§ How to complete this task: An exact transcription of the data below is needed.

►

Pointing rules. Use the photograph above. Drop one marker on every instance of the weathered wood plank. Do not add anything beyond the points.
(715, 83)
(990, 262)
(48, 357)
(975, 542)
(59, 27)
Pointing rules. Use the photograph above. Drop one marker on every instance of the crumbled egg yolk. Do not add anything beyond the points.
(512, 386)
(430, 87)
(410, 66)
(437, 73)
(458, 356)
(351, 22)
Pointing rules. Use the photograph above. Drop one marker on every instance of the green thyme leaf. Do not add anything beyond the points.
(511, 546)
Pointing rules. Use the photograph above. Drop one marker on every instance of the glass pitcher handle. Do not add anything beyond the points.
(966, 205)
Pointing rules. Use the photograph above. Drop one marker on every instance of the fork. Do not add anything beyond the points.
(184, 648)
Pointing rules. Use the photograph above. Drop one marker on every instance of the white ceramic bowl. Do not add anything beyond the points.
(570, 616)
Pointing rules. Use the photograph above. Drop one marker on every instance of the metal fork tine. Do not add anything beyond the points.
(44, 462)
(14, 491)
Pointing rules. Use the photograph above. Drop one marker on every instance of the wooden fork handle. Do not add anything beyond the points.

◄

§ The completed task:
Pointing rules. Use the photograph above. Drop one marker on every instance of the weathered wood plank. Do not add anything beyond the points.
(715, 83)
(990, 262)
(48, 357)
(975, 542)
(59, 27)
Pointing rules. Use the photograph above. Drop one marker on every instance of the crumbled egg yolk. Do not add anything beyond the points.
(512, 386)
(430, 87)
(410, 66)
(437, 73)
(458, 356)
(351, 22)
Pointing rules. Use the photograph above. Drop one marker on every instance of the green thyme leaf. Do not add anything beyond the points.
(511, 546)
Pointing rules. Use the photograph above. Drop one marker on every instance of the glass pitcher handle. Do not add anything beyond the points.
(966, 205)
Pointing rules. Use the photograph above. Drop one marker on every instance of the fork. Do not add anything beyond the points.
(184, 648)
Pointing rules. Use the photograph above. Drop one marker on every instance of the white ceramic bowl. Do not add anything beyond the points.
(570, 616)
Pointing rules. Use the photograph above. Drop one marker on every instance of the metal fork tine. Do not add anything beyond the points.
(44, 462)
(14, 491)
Pointing rules. Use the photograph above. Drop one marker on every instance of the wooden fork handle. Do not add anything beyond the points.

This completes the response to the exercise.